[Items listed in a dataset]
§ §

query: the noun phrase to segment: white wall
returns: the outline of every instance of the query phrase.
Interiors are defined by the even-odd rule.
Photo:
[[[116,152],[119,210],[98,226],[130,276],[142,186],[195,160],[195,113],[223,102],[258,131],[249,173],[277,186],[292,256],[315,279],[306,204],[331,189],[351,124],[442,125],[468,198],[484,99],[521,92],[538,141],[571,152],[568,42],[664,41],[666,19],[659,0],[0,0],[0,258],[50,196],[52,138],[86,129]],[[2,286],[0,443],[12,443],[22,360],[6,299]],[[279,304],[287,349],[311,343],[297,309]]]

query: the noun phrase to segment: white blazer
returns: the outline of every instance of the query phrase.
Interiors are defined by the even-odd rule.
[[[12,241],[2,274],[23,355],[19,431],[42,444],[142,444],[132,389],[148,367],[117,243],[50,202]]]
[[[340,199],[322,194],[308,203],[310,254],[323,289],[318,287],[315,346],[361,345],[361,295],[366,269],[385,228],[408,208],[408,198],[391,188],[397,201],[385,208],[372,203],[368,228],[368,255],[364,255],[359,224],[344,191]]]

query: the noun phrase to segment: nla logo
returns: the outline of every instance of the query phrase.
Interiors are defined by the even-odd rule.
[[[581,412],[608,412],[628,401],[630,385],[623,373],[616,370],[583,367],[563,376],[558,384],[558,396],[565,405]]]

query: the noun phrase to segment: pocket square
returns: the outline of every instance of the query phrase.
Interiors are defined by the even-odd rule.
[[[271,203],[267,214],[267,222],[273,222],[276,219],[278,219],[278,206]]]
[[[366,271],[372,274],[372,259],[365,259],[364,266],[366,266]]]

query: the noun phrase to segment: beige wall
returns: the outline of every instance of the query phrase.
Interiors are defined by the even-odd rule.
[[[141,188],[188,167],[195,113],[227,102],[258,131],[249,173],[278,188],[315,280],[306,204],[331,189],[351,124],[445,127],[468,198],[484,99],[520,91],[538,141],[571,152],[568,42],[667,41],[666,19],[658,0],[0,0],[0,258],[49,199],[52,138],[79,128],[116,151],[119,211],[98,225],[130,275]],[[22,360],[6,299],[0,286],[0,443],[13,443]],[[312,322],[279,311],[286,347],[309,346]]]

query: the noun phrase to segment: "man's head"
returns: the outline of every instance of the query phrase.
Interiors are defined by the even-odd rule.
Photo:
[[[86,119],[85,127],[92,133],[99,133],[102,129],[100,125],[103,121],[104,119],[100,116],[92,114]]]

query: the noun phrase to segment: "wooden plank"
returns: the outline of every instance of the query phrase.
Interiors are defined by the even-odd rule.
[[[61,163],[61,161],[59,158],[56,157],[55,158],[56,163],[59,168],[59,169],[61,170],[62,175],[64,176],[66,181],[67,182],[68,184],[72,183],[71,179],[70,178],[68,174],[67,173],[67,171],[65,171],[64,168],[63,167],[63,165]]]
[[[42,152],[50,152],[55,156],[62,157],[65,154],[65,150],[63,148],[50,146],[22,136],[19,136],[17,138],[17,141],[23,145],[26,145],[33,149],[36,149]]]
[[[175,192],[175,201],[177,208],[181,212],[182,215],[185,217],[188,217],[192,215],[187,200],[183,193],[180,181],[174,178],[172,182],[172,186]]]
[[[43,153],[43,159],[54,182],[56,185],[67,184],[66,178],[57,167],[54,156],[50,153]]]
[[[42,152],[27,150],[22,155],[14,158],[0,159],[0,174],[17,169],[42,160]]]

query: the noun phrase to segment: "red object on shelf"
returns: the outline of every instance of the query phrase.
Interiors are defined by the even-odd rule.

§ §

_Requirements_
Return all of the material above, line for line and with no changes.

_Result of the task_
query: the noun phrase to segment: white wall
returns: the outline of every instance of the query phrase.
Interiors are defined by the even-odd rule.
Photo:
[[[116,152],[119,210],[98,226],[130,276],[142,186],[195,160],[195,113],[223,102],[258,131],[249,173],[277,186],[292,256],[315,279],[306,204],[331,189],[351,124],[442,125],[468,198],[484,99],[521,92],[538,141],[571,152],[568,42],[664,41],[666,19],[659,0],[0,0],[0,258],[50,196],[52,138],[86,129]],[[2,286],[0,443],[12,443],[22,360],[6,299]],[[279,304],[287,349],[311,343],[297,309]]]

query: the noun phrase to segment: white blazer
returns: the outline of every instance of the query phrase.
Interiors are defined by the even-odd rule.
[[[12,241],[2,274],[23,355],[19,431],[42,444],[142,444],[132,389],[148,367],[117,243],[50,202]]]
[[[340,199],[322,194],[308,203],[310,254],[323,289],[318,287],[315,346],[361,345],[361,295],[366,269],[385,228],[408,208],[408,198],[391,188],[397,201],[385,208],[372,203],[368,228],[368,255],[364,255],[359,224],[344,191]]]

query: the noun phrase to segment: nla logo
returns: the outline of every instance of the query phrase.
Interiors are defined by the even-odd rule.
[[[581,412],[608,412],[628,401],[630,385],[623,373],[616,370],[583,367],[563,376],[558,384],[558,396],[565,405]]]

query: the noun phrase to segment: pocket square
returns: the outline of every instance of the query phrase.
Interiors are defined by the even-odd rule.
[[[271,203],[267,214],[267,222],[273,222],[276,219],[278,219],[278,206]]]
[[[366,271],[372,274],[372,259],[365,259],[364,266],[366,266]]]

query: the noun phrase to segment: beige wall
returns: the outline of every instance of the query phrase.
Interiors are defined by the even-odd rule.
[[[141,188],[188,167],[195,113],[227,102],[258,131],[249,173],[278,188],[315,280],[306,204],[331,189],[351,124],[445,127],[468,198],[484,99],[520,91],[538,141],[571,152],[568,42],[667,41],[666,19],[658,0],[0,0],[0,258],[49,199],[52,138],[79,128],[116,151],[119,211],[98,225],[130,275]],[[22,360],[6,299],[0,286],[0,443],[13,443]],[[312,322],[279,311],[286,347],[309,346]]]

query: the noun phrase to segment: "man's head"
returns: the outline of every instance of the query phrase.
Interiors are defined by the even-odd rule.
Photo:
[[[86,119],[85,127],[92,133],[99,133],[102,129],[100,125],[103,121],[104,119],[100,116],[92,114]]]

query: the noun phrase to segment: "wooden plank"
returns: the outline of every instance of the query phrase.
Interiors are defined by the even-odd rule.
[[[61,163],[61,161],[59,158],[56,157],[55,158],[56,163],[59,168],[59,169],[61,170],[62,175],[64,176],[66,181],[67,182],[68,184],[72,183],[71,179],[70,178],[68,174],[67,173],[67,171],[65,171],[64,168],[63,167],[63,165]]]
[[[42,152],[50,152],[55,156],[62,157],[65,154],[65,150],[63,148],[50,146],[22,136],[19,136],[17,138],[17,141],[23,145],[26,145],[33,149],[36,149]]]
[[[175,192],[175,201],[177,208],[181,212],[182,215],[185,217],[188,217],[192,215],[187,200],[183,193],[180,181],[174,178],[172,182],[172,186]]]
[[[43,153],[43,159],[54,182],[56,185],[67,184],[66,178],[57,167],[54,156],[50,153]]]
[[[42,152],[27,150],[22,155],[14,158],[0,159],[0,174],[17,169],[42,160]]]

query: the noun phrase to segment: "red object on shelf"
returns: the outline of every instance of the query phrase.
Interiors are defined by the even-odd rule.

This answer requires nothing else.